**Exercise instructions:**
Each entry needs to be restated exactly as written.
● ● ●
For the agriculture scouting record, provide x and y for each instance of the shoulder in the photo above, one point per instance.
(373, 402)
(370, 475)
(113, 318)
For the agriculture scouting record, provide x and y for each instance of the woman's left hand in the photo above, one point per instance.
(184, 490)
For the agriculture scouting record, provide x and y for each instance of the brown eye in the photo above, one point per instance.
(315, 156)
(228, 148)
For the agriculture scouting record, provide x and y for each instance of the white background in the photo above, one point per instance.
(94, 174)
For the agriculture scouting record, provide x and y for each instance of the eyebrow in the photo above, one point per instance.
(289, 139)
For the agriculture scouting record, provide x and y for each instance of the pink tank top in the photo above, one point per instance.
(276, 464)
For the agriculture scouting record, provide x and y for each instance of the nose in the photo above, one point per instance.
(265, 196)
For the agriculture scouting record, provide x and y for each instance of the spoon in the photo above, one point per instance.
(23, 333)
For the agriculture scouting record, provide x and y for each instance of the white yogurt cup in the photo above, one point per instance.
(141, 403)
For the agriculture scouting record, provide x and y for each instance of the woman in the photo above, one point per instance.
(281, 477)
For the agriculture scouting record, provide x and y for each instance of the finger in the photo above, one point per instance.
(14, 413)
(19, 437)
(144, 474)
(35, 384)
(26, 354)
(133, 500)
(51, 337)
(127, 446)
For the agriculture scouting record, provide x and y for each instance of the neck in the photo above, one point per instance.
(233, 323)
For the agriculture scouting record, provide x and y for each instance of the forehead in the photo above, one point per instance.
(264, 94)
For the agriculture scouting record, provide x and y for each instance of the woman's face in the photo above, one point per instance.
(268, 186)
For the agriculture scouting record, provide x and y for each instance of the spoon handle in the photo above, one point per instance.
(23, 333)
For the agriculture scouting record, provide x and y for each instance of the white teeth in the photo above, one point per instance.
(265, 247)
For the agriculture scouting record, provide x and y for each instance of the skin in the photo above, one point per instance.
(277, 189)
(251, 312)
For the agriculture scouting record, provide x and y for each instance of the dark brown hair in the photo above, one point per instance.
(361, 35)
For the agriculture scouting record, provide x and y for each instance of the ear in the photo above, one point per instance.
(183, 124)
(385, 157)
● ● ●
**Solution to this task:**
For the agriculture scouting record, provide x and y for each instance of the shoulder in the photo above, one point per instance.
(373, 402)
(370, 475)
(113, 318)
For the agriculture scouting record, provide x and y for each instance of the woman's left hand in the photo above, one point per instance.
(184, 490)
For the agriculture scouting record, provide x and y for each instance of the brown eye in the photo above, one point per instance.
(315, 156)
(228, 148)
For the agriculture scouting record, provide x and y for each instance of the white background in the photo above, one point per instance.
(94, 174)
For the agriculture scouting record, provide x and y for each instance of the eyebrow in the photo above, one point per instance.
(289, 139)
For the agriculture scouting record, provide x and y for each instance of the pink tank top in the photo above, one point per instance.
(276, 464)
For the agriculture scouting record, provide x and y for each instance of the nose in the photo above, one point per instance.
(265, 196)
For the agriculture scouting record, provide x and y for each instance of the spoon in the photo above, one point per instance.
(23, 333)
For the agriculture scouting record, provide x and y for each instance of the white yogurt cup in the photo above, one point per instance.
(141, 403)
For the agriculture scouting record, provide x and y for each instance of the woman in the photo above, one point per instance.
(281, 477)
For the agriculture scouting record, provide x and y for each instance of the finger in the photo above, one point per instance.
(14, 413)
(19, 437)
(144, 474)
(35, 384)
(26, 354)
(133, 500)
(51, 337)
(127, 446)
For the agriculture scouting record, provide x and y for each instance of the neck in the photo above, one point per instance.
(233, 323)
For the agriculture scouting record, provide x and y for each instance of the forehead in the photo above, one point per instance.
(264, 94)
For the agriculture scouting record, provide x and y for each instance of the woman's face in the photo above, one point per instance.
(268, 186)
For the agriculture scouting record, provide x and y for each instance of the spoon handle in the photo above, one point per instance.
(23, 333)
For the agriculture scouting record, provide x and y for each instance of the white teeth in the photo above, one point per instance.
(265, 247)
For the agriculture scouting record, provide x and y for each instance of the skin in the photo above, one point per instance.
(277, 189)
(251, 312)
For the agriculture scouting record, provide x and y for each instance of the dark brown hair in the photo above, one point per instance.
(361, 35)
For the agriculture scouting record, provide x and y for each instance of the ear in the photo above, one point per instance.
(183, 124)
(385, 157)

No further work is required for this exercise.